-- start --
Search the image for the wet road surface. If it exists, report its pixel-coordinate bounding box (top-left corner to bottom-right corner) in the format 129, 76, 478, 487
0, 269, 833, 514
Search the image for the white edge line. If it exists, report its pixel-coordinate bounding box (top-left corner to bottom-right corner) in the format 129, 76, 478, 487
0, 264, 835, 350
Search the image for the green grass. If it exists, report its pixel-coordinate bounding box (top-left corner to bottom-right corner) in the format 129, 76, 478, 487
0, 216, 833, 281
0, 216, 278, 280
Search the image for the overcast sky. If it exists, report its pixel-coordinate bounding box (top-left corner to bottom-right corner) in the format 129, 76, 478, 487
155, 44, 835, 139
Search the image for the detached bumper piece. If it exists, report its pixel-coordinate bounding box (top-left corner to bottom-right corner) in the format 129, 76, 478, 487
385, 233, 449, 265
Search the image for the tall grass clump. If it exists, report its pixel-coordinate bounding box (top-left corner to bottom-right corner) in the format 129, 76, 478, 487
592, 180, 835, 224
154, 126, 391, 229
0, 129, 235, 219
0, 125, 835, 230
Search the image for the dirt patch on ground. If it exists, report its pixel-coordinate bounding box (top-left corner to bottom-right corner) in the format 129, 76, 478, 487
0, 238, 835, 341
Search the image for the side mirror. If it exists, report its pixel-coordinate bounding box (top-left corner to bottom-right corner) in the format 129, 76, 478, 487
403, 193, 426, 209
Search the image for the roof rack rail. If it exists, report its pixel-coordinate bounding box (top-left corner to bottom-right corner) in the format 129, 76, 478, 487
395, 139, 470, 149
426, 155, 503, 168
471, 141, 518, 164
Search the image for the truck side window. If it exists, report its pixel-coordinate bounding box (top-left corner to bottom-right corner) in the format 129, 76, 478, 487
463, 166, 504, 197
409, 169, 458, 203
-- end --
TO BE DONE: Arrange everything from the line containing "Search the image for the roof" down through the last line of the entries, both ends included, as a JSON list of strings with one string per line and blank lines left out.

FULL SOLUTION:
[
  "Search the image for the roof rack rail. If it exists, report its pixel-coordinate bounding box (top-left corner to bottom-right corner) in the format 129, 76, 478, 487",
  "395, 139, 470, 149",
  "426, 155, 503, 168",
  "471, 141, 518, 164",
  "Search the image for the truck side window. If it exists, report its pixel-coordinate bounding box (top-left corner to bottom-right corner) in the format 129, 76, 478, 487",
  "463, 166, 504, 197",
  "409, 169, 458, 203"
]